Pointing dataset records

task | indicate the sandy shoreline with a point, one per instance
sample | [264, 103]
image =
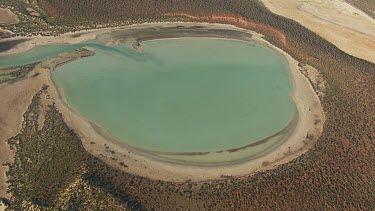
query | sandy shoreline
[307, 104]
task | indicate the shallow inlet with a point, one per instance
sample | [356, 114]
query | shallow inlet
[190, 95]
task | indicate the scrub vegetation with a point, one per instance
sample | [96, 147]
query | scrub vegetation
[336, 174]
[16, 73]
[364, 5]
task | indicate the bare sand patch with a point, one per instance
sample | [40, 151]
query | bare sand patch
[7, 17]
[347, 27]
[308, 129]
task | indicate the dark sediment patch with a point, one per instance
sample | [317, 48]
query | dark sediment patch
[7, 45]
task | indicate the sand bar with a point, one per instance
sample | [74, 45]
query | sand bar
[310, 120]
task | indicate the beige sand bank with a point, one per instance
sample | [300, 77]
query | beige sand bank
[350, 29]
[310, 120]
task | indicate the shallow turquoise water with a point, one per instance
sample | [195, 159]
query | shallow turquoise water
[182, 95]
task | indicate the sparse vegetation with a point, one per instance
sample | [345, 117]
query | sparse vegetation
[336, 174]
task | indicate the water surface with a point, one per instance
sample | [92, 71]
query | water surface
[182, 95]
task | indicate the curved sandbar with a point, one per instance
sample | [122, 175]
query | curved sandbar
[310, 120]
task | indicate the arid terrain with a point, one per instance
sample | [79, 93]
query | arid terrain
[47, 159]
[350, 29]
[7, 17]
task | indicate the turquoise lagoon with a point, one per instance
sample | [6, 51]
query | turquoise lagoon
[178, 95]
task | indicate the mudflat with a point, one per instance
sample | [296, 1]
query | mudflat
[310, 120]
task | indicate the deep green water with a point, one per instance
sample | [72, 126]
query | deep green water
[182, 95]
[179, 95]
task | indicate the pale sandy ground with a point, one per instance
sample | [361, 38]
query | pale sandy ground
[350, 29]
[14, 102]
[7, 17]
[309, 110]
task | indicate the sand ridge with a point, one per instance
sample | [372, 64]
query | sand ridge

[Brief]: Repeat the entries word for word, from the line with "task | indicate the turquoise" up to and including the final line of the entries.

[Answer to this problem]:
task | indicate the turquoise lagoon with a point, one per instance
sample | [6, 51]
query | turquoise lagoon
[178, 95]
task | indicate the mudflat with a point, one per instance
sample | [296, 1]
query | mudflat
[310, 120]
task | indicate the deep green water with a point, one per instance
sample | [72, 126]
query | deep green water
[182, 95]
[179, 95]
task | indicate the pale sandy ground with a point, one per instance
sample | [361, 38]
query | pale sandy ground
[350, 29]
[14, 102]
[7, 17]
[309, 110]
task | indicate the sand ridge with a point, one per instance
sample | [372, 64]
query | sand ridge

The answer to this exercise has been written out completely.